◆ What the exercise asks ◆
Output each line of the records below as a Markdown table with the columns Row and Line, numbering the rows and leaving out blank lines. Leave the pictures out of the table.

◆ Listed records ◆
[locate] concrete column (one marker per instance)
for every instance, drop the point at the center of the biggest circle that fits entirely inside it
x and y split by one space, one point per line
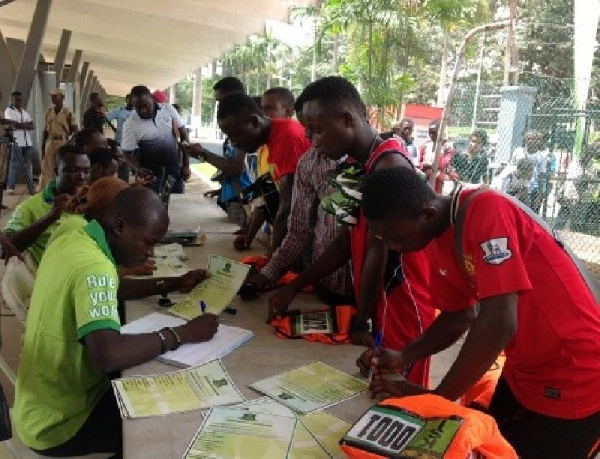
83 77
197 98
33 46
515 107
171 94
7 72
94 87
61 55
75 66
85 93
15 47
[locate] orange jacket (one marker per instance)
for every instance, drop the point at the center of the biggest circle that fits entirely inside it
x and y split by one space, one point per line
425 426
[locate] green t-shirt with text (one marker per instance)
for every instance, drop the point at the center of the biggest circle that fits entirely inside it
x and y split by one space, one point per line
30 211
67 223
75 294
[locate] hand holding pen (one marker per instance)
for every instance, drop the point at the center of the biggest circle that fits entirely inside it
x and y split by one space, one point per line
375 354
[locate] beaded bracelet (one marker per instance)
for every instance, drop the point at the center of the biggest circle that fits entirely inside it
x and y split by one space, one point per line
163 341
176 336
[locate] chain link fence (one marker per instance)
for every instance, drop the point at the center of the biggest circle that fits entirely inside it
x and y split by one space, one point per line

◆ Response for this exercise ◆
| Row | Line |
|---|---|
| 1 | [locate] concrete column (one marker per instance) |
| 2 | for every instance, drop the point at the center of the biggest circle that fits entirely inside it |
| 3 | x and y split by one space, one point per line |
| 4 | 83 77 |
| 5 | 197 98 |
| 6 | 33 46 |
| 7 | 515 107 |
| 8 | 171 94 |
| 9 | 7 72 |
| 10 | 94 87 |
| 11 | 61 55 |
| 12 | 75 66 |
| 13 | 85 93 |
| 14 | 15 47 |
| 15 | [locate] orange jacket (one marker per instance) |
| 16 | for every instance, drop the point at the center of the biggest circle that fits entirely inside it |
| 17 | x and y split by one space, one point per line |
| 18 | 425 426 |
| 19 | [locate] green t-shirt with text (one marker per instance) |
| 20 | for every instance, drop the point at the center of the biggest circle that fits entirely inside it |
| 21 | x and y split by one space, one point per line |
| 22 | 30 211 |
| 23 | 67 223 |
| 24 | 75 294 |
| 25 | [locate] hand holding pen (one marker per instance) |
| 26 | for every instance, drop the point at the center of the biggest circle that fits entirely inside it |
| 27 | x and y split by one space, one point per line |
| 28 | 375 354 |
| 29 | [locate] beaded bracelet (one marker per instance) |
| 30 | for every instance, drop the point at the center of the biggest circle that fits entirely inside it |
| 31 | x and y split by one space, one point per line |
| 32 | 163 341 |
| 33 | 176 336 |
| 34 | [locate] chain link fence (one marker per instance) |
| 35 | for every instance, drop the point at the center of the biggest circle that fits entirely inside it |
| 36 | x and y split by one space, one point per line |